→ Stored data
((

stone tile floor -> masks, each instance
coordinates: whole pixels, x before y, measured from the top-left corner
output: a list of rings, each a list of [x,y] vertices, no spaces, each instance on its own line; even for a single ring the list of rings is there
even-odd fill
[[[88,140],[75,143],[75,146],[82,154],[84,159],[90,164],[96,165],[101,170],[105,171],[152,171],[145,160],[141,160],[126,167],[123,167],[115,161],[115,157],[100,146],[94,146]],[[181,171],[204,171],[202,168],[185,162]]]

))

→ To do
Rewrite every line in the rows above as a numbered list, leaving out any blank lines.

→ Exercise answer
1. stone tile floor -> masks, each instance
2. coordinates: whole pixels, x before y, measured from the top-left corner
3. output: a list of rings, each a list of [x,y] vertices, no spaces, each instance on its own line; even for a single ring the list of rings is there
4. even-odd fill
5. [[[88,140],[75,143],[75,146],[82,154],[84,159],[90,164],[96,165],[101,170],[105,171],[152,171],[145,160],[141,160],[126,167],[123,167],[115,161],[115,157],[100,146],[94,146]],[[181,171],[204,171],[202,168],[185,162]]]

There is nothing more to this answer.